> **Extracted data entries**

______

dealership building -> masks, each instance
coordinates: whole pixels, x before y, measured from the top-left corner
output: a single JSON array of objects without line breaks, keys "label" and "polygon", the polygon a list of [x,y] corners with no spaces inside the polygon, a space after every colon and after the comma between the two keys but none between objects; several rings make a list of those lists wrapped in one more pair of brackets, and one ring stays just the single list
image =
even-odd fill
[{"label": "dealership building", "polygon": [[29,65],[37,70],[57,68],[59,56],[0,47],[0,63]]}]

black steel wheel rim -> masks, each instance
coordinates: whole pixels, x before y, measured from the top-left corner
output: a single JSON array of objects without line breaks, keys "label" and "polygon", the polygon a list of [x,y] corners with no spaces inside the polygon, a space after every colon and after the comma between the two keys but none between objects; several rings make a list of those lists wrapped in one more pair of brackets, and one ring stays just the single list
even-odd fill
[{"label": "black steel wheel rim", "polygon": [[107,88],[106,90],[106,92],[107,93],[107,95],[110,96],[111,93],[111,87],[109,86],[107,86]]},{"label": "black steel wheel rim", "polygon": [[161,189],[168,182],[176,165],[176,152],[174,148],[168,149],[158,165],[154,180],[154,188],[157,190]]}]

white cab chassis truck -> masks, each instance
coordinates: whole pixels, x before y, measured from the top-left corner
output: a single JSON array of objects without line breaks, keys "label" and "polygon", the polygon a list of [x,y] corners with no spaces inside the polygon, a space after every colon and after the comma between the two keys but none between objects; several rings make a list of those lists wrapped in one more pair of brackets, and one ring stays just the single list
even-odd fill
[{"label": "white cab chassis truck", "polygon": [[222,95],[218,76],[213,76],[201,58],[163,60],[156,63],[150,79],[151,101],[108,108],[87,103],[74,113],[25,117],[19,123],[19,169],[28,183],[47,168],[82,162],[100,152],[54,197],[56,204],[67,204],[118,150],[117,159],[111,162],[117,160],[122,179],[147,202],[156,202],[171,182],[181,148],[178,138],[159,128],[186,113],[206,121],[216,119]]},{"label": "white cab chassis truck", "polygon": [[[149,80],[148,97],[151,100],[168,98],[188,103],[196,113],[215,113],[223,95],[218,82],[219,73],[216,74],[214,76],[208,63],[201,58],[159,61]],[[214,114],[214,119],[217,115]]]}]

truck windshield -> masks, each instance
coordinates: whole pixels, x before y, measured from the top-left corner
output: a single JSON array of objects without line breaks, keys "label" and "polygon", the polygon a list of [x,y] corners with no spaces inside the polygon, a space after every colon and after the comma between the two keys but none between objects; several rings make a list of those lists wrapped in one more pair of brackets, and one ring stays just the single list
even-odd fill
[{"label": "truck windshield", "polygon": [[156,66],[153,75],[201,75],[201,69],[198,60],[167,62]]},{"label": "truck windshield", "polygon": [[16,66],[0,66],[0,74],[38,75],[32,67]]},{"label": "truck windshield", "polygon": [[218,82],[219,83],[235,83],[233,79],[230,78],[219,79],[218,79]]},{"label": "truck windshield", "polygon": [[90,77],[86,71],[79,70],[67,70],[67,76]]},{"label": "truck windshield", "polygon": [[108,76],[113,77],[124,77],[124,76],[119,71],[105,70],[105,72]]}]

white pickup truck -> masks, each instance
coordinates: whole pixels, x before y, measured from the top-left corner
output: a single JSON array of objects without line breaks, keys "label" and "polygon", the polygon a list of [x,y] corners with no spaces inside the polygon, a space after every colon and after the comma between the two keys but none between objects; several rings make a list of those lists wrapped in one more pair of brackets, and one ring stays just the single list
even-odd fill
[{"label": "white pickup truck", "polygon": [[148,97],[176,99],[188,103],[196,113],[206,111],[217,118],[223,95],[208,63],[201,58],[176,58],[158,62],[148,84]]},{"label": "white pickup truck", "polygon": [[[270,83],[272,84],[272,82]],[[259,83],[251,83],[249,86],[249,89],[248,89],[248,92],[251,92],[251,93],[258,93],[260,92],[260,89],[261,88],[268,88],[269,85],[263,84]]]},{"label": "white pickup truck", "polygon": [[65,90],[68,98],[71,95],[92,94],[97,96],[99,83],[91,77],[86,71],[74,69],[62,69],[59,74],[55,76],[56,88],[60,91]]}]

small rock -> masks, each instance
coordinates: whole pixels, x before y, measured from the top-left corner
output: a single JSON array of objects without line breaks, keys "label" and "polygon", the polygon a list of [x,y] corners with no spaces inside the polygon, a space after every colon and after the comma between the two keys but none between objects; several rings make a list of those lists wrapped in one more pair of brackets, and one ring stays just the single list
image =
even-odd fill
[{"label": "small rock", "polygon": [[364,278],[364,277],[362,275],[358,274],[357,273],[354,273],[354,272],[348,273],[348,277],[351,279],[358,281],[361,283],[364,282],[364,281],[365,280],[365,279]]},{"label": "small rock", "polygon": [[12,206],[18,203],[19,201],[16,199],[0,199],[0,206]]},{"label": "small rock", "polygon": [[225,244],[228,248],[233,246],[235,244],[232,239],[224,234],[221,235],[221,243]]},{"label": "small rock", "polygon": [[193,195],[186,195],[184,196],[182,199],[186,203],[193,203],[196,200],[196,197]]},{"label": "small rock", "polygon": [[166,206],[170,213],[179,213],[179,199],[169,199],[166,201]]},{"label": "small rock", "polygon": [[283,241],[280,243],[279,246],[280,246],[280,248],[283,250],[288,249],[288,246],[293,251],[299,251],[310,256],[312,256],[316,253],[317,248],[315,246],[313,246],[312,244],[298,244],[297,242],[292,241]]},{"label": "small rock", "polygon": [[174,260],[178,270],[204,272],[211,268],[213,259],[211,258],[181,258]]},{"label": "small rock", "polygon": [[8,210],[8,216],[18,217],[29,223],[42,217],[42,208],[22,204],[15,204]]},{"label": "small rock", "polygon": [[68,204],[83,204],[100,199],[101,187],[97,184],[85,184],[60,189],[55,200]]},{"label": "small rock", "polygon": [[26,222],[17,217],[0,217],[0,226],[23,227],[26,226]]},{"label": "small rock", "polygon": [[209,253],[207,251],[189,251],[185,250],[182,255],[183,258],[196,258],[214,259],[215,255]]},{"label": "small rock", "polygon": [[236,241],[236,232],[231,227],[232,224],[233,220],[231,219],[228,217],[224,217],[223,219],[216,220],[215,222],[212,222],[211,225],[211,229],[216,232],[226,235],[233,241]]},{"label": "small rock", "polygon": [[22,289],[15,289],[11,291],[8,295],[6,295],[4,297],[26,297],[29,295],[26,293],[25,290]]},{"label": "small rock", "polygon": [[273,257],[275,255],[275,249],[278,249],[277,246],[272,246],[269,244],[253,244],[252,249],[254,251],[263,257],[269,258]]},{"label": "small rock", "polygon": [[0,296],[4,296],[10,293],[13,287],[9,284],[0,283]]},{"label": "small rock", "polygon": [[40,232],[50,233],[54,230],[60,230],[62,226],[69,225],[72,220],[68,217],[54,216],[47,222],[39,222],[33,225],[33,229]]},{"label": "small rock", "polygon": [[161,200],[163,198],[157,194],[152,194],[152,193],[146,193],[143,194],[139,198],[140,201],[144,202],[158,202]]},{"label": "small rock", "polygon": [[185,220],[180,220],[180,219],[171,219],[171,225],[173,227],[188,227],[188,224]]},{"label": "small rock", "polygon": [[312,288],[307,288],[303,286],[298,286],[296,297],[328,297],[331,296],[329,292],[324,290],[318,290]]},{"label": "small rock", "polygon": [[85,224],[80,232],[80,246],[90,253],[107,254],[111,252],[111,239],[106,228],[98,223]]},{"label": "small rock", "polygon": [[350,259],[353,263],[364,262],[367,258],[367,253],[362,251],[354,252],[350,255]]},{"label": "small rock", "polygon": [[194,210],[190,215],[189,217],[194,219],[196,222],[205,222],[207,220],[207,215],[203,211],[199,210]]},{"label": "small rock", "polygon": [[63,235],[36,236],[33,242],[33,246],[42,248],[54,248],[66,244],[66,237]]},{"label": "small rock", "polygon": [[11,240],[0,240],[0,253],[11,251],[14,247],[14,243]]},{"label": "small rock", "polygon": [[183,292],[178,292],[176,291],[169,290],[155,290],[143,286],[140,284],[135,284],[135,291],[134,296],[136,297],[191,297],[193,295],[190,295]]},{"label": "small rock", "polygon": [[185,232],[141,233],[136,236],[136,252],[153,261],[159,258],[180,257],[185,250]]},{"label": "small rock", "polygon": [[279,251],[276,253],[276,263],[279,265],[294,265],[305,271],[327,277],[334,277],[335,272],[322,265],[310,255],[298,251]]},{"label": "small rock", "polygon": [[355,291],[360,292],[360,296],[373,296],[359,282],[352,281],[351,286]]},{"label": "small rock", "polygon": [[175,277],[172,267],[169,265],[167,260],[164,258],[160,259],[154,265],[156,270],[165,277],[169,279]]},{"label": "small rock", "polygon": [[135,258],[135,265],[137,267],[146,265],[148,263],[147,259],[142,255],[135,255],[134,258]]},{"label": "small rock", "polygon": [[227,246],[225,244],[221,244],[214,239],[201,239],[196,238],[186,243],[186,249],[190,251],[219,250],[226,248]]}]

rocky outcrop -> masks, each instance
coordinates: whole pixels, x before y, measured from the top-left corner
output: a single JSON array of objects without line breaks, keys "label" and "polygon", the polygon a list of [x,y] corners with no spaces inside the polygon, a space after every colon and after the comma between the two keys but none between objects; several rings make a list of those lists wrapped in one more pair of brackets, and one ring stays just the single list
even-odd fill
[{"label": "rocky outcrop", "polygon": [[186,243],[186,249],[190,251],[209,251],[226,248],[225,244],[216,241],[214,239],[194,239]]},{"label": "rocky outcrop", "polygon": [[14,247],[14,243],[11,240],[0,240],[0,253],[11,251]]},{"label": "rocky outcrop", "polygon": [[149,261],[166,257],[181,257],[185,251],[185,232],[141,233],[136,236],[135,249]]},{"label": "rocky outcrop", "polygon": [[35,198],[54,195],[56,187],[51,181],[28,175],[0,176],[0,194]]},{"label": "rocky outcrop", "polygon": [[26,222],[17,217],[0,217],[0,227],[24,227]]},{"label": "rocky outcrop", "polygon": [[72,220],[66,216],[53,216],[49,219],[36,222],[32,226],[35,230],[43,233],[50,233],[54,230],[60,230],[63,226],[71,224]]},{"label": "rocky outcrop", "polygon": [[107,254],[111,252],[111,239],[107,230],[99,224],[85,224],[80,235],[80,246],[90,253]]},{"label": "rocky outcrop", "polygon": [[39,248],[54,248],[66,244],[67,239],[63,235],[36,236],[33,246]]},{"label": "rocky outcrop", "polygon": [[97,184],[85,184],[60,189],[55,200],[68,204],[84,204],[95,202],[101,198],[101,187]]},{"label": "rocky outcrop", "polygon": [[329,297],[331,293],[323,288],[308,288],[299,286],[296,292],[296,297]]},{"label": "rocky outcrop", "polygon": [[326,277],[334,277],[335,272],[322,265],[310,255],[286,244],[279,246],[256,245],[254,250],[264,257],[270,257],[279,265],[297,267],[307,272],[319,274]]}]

______

Please print the data above exactly, everything from the line containing "rocky outcrop -> masks, each instance" down to the end of the data, both ends included.

> **Solution to this problem**
rocky outcrop -> masks, each instance
coordinates: whole pixels, x before y, measured from the top-left corner
output: a single JSON array of objects without line breaks, keys "label" and "polygon", the polygon a list of [x,y] corners with no spaces inside the polygon, a space after every colon and after the comma between the two keys but none between objects; several rings make a list of those lists wrapped in one more pair of brackets, and one ring stays just the single list
even-odd fill
[{"label": "rocky outcrop", "polygon": [[186,243],[186,249],[190,251],[209,251],[226,248],[225,244],[216,241],[214,239],[194,239]]},{"label": "rocky outcrop", "polygon": [[14,247],[14,243],[11,240],[0,240],[0,253],[11,251]]},{"label": "rocky outcrop", "polygon": [[149,261],[166,257],[181,257],[185,251],[185,232],[141,233],[136,236],[135,249]]},{"label": "rocky outcrop", "polygon": [[35,198],[54,195],[56,187],[51,181],[28,175],[0,176],[0,194]]},{"label": "rocky outcrop", "polygon": [[26,222],[17,217],[0,217],[0,227],[24,227]]},{"label": "rocky outcrop", "polygon": [[72,220],[66,216],[53,216],[49,219],[36,222],[32,226],[35,230],[43,233],[50,233],[54,230],[60,230],[63,226],[71,224]]},{"label": "rocky outcrop", "polygon": [[107,254],[111,252],[111,239],[107,230],[99,224],[85,224],[80,235],[80,246],[90,253]]},{"label": "rocky outcrop", "polygon": [[39,248],[54,248],[66,244],[67,239],[63,235],[36,236],[33,246]]},{"label": "rocky outcrop", "polygon": [[97,184],[85,184],[60,189],[55,200],[68,204],[84,204],[95,202],[101,198],[101,187]]},{"label": "rocky outcrop", "polygon": [[329,297],[331,293],[323,288],[308,288],[299,286],[296,292],[296,297]]},{"label": "rocky outcrop", "polygon": [[326,277],[334,277],[335,272],[322,265],[310,255],[286,244],[279,246],[256,245],[254,250],[264,257],[270,257],[279,265],[297,267],[307,272],[319,274]]}]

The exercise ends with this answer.